:: RECORDED INFORMATION
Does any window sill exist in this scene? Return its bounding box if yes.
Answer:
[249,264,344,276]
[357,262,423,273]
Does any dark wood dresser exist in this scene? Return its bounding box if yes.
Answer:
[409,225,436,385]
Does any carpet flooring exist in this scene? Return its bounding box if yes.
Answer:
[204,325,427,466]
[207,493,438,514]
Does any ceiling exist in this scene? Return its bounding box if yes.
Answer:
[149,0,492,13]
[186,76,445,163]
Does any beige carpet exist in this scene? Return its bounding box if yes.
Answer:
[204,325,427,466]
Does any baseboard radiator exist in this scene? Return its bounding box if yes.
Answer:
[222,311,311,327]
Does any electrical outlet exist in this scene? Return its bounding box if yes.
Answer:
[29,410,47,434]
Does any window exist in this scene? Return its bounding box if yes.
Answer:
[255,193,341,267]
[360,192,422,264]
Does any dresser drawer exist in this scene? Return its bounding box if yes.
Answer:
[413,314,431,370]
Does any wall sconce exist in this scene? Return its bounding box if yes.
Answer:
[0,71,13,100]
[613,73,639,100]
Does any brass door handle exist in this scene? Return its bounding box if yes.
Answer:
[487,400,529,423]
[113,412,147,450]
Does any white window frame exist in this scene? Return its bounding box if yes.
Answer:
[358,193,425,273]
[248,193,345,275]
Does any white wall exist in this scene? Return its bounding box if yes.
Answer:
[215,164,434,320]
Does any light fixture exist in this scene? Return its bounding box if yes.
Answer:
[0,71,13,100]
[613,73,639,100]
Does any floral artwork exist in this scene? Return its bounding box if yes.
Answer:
::::
» **TASK TO CARRY OUT**
Rewrite every entry above, replacing "Return" with "Provide" wherever it occurs and leaving everything else unchanged.

» **SOLUTION FOR THIS EXERCISE**
Does any window sill exist in this scene? Provide its bounding box if yes.
Answer:
[249,264,344,276]
[357,262,423,273]
Does any dark wood dresser exist in this scene? Provide its bounding box if yes.
Answer:
[409,225,436,385]
Does any carpet flooring exist in this scene? Provide its bounding box if yes.
Answer:
[204,325,427,466]
[207,493,438,514]
Does any ceiling exist in this scene? Provide its bounding box if yes.
Answer:
[149,0,492,13]
[186,76,445,163]
Does any beige carpet exist in this scene? Provide its bounding box if yes.
Answer:
[204,325,427,466]
Does any baseboard radiator exist in this scene? Provide its bounding box if yes.
Answer:
[222,311,311,327]
Does any electrical outlet exist in this scene? Provide its bounding box if yes.
Answer:
[29,410,47,434]
Does any window exist in this scene? Provide its bounding box if yes.
Answer:
[255,193,341,267]
[360,192,422,264]
Does any dresser drawer exist in this scene? Provide its bounding box if yes.
Answer:
[413,314,431,370]
Does any wall sconce exist in this scene? Provide its bounding box if yes.
Answer:
[0,71,13,100]
[613,73,639,100]
Does any brass door handle exist in this scene? Provide its bounding box if yes.
Answer:
[487,400,529,423]
[113,412,147,450]
Does any white window frame exist in this scene? Provide its bounding box if yes.
Answer:
[358,193,425,273]
[248,193,345,275]
Does any white wall exist in this scene? Provide its bounding box if yes.
Answer:
[215,164,434,320]
Does any light fixture exist in this scene? Provide its bounding box if yes.
Answer:
[0,71,13,100]
[613,73,639,100]
Does any floral artwork exist in this scene? Provide its bounding box if yes.
Answer:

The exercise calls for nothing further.